[Opening Supplied passage section]
Postby Brian Tomasik on 2011-07-10T14:01:00

Recumbent wrote:So what I'm proposing is either artificial upwelling or the addition of macronutrients. Natural coastal upwelling only occurs over 0.1% of the ocean's area, but provides 50% of the fish yield. So I think of this as an environmental thing to take pressure off land ecosystems [...]

Thanks, Recumbent! Hmm, my intuition is dismayed by the idea of increasing the number of fish (and the number of fish eaten by humans). But I agree that we need to do a calm-headed analysis, in case an intervention like this would reduce total animal populations. Still, it does seem counterintuitive that more nutrients could mean fewer animals. When nutrient levels are high and direct consumption of plants is the "primary" feeding pathway for fish, might there still be lots of small animals, and they're just proportionately less important? Or did the book say explicitly that the total number (not just proportion) of small animals decreases?
[Closing Supplied passage section]
▸ Activities:
1) Rewrite the forum post on ocean nutrients and fish from "Thanks, Recumbent! Hmm, my" to "small animals decreases?", replacing "animals" with "creatures".
2) Write a continuation of the forum post on ocean nutrients and fish, picking up after its final sentence.
[Opening Extracted data section]
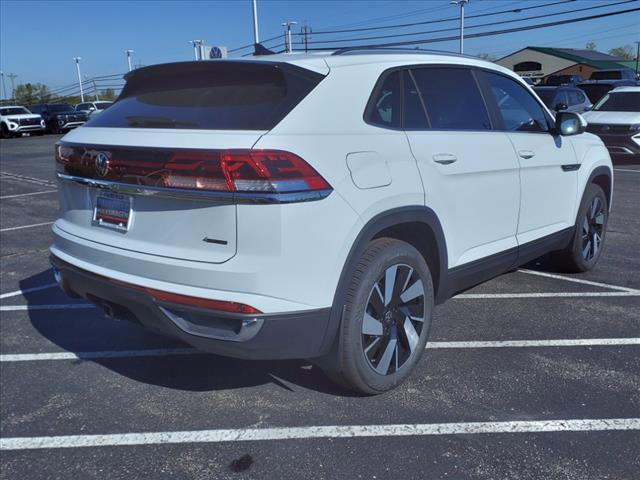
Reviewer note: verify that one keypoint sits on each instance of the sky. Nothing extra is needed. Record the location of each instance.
(38, 39)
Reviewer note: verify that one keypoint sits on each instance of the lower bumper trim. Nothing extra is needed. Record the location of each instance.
(297, 335)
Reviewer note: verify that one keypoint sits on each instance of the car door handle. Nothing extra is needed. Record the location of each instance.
(526, 154)
(444, 158)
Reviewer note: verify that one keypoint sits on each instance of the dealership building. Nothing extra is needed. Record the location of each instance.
(539, 62)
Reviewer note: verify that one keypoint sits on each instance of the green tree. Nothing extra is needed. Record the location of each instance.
(626, 52)
(32, 93)
(108, 94)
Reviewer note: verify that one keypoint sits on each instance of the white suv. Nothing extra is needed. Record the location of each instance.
(319, 206)
(16, 120)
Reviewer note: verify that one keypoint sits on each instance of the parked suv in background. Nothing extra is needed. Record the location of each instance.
(616, 120)
(319, 206)
(596, 90)
(563, 99)
(560, 79)
(60, 117)
(15, 120)
(93, 108)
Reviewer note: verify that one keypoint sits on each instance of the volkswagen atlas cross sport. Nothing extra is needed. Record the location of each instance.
(318, 206)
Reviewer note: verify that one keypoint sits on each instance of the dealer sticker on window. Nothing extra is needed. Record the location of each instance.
(113, 210)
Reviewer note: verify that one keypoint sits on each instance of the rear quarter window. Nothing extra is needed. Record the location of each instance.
(211, 95)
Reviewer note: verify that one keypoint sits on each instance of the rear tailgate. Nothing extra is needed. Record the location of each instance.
(144, 176)
(182, 228)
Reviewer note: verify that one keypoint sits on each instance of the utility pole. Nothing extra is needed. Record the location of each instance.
(196, 48)
(128, 53)
(4, 88)
(305, 32)
(256, 37)
(77, 60)
(461, 4)
(288, 46)
(12, 79)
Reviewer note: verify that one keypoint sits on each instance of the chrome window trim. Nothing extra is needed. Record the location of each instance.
(190, 194)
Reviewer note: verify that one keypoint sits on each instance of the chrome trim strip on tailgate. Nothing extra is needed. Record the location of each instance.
(190, 194)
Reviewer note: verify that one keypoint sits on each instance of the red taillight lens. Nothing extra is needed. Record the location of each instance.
(243, 171)
(269, 171)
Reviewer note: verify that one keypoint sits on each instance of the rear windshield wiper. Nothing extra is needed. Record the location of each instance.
(139, 121)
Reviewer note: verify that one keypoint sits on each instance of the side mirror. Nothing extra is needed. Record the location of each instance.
(570, 123)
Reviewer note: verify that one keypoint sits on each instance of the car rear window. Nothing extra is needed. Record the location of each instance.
(211, 95)
(595, 91)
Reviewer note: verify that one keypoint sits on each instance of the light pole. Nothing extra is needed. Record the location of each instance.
(196, 48)
(256, 38)
(461, 3)
(77, 60)
(288, 46)
(4, 88)
(128, 53)
(12, 79)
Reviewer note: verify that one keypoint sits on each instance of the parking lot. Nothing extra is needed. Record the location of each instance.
(534, 375)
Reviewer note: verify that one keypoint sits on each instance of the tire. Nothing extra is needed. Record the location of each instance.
(591, 227)
(384, 331)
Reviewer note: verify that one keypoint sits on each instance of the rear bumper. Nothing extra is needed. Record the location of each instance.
(621, 146)
(256, 336)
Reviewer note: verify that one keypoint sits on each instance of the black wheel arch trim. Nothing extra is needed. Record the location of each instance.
(599, 172)
(382, 221)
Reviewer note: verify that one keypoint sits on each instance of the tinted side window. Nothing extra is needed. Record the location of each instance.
(519, 110)
(384, 105)
(415, 116)
(575, 97)
(452, 99)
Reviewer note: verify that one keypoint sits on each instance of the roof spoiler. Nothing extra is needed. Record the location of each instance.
(259, 49)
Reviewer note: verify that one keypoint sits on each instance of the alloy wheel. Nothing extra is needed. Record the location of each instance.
(593, 229)
(393, 319)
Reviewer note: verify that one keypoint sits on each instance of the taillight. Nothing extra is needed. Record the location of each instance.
(242, 171)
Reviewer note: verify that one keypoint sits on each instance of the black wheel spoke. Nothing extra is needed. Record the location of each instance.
(393, 319)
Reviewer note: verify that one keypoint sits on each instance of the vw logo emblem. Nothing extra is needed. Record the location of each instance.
(102, 164)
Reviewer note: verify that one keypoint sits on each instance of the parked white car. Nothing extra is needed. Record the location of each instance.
(616, 120)
(318, 206)
(93, 108)
(16, 120)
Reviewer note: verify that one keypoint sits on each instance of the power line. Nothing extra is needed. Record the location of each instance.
(448, 19)
(501, 22)
(486, 34)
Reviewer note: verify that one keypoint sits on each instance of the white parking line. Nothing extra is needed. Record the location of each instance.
(27, 194)
(19, 308)
(26, 226)
(165, 352)
(15, 293)
(469, 296)
(315, 432)
(578, 280)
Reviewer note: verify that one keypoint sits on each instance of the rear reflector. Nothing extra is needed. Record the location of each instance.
(219, 305)
(245, 171)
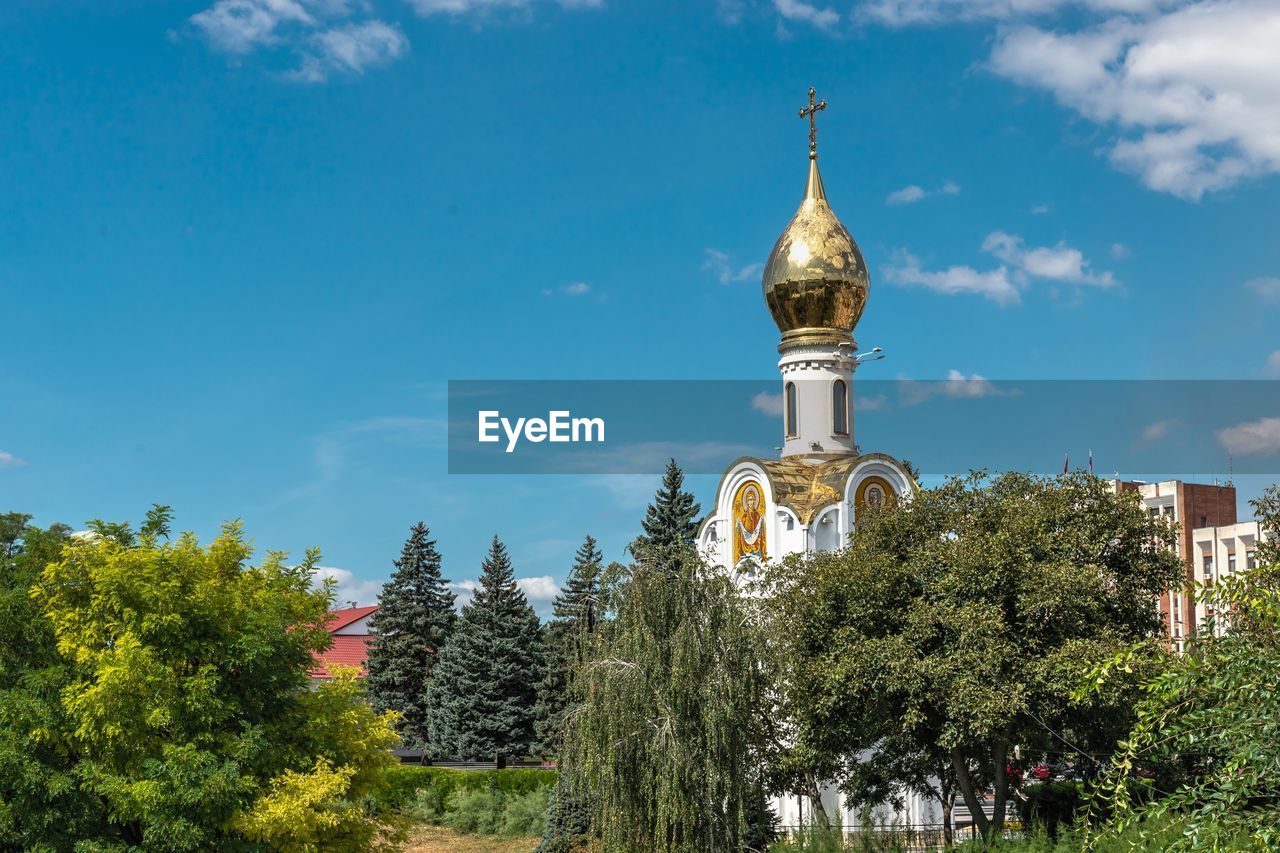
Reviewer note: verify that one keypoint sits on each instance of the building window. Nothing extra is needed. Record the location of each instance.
(840, 407)
(791, 409)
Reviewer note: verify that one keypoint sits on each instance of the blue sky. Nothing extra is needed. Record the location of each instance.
(243, 243)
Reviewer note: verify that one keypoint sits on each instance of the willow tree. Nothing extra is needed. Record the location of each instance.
(664, 731)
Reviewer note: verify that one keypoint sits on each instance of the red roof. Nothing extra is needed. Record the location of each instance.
(347, 649)
(339, 619)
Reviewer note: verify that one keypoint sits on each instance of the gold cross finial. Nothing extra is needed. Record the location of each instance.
(812, 112)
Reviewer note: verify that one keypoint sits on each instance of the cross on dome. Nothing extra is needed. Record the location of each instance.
(812, 113)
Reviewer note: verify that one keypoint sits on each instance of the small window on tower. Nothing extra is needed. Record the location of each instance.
(840, 407)
(791, 410)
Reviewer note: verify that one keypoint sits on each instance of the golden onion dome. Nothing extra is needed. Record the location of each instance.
(816, 279)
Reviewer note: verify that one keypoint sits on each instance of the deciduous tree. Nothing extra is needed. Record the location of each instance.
(184, 711)
(667, 728)
(959, 621)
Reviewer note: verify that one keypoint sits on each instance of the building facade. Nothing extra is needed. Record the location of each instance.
(1210, 541)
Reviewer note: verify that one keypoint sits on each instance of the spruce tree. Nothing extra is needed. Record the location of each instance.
(414, 620)
(575, 612)
(671, 521)
(480, 698)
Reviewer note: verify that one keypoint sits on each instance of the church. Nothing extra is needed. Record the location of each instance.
(816, 286)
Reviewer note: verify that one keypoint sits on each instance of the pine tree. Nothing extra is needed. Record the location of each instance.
(414, 620)
(480, 698)
(575, 612)
(671, 521)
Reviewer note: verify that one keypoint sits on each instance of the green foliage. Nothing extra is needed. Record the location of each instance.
(507, 803)
(760, 822)
(412, 785)
(41, 803)
(568, 817)
(575, 616)
(172, 706)
(667, 723)
(1207, 728)
(492, 812)
(1051, 806)
(671, 523)
(483, 690)
(414, 620)
(812, 839)
(956, 625)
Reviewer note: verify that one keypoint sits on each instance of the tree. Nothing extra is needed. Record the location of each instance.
(412, 623)
(958, 623)
(1207, 724)
(671, 523)
(184, 719)
(664, 730)
(41, 802)
(575, 614)
(481, 694)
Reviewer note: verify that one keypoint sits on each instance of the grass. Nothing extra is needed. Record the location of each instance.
(438, 839)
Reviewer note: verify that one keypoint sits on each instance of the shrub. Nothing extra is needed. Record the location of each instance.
(507, 803)
(410, 787)
(478, 812)
(525, 815)
(1051, 806)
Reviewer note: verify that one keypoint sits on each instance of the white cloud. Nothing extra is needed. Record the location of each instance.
(767, 404)
(1005, 283)
(241, 26)
(912, 194)
(906, 195)
(464, 7)
(871, 404)
(956, 386)
(321, 33)
(995, 284)
(1272, 366)
(901, 13)
(1267, 288)
(350, 587)
(730, 10)
(1193, 91)
(726, 272)
(351, 48)
(539, 591)
(807, 13)
(1059, 263)
(1252, 438)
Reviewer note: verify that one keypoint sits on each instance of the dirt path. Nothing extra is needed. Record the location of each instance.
(437, 839)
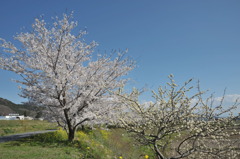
[Closing Extracted data section]
▸ Answers to this exercise:
1)
Thanks, Recumbent! Hmm, my intuition is dismayed by the idea of increasing the number of fish (and the number of fish eaten by humans). But I agree that we need to do a calm-headed analysis, in case an intervention like this would reduce total animal populations. Still, it does seem counterintuitive that more nutrients could mean fewer creatures. When nutrient levels are high and direct consumption of plants is the "primary" feeding pathway for fish, might there still be lots of small creatures, and they're just proportionately less important? Or did the book say explicitly that the total number (not just proportion) of small creatures decreases?

2)
DanielLC wrote:I don't generally think about that stuff. Does this mean I should try to self-reflect more, because if I'm not self-aware, then I don't matter?

Yes. :)

It doesn't have to be self-reflection in a deep, Buddhist sense or anything, but just the fact that you're "conscious" of your feelings. And if you're in pain, it's preferable if you *don't* think about it. (In my experience, distraction is the best way to cope with suffering.)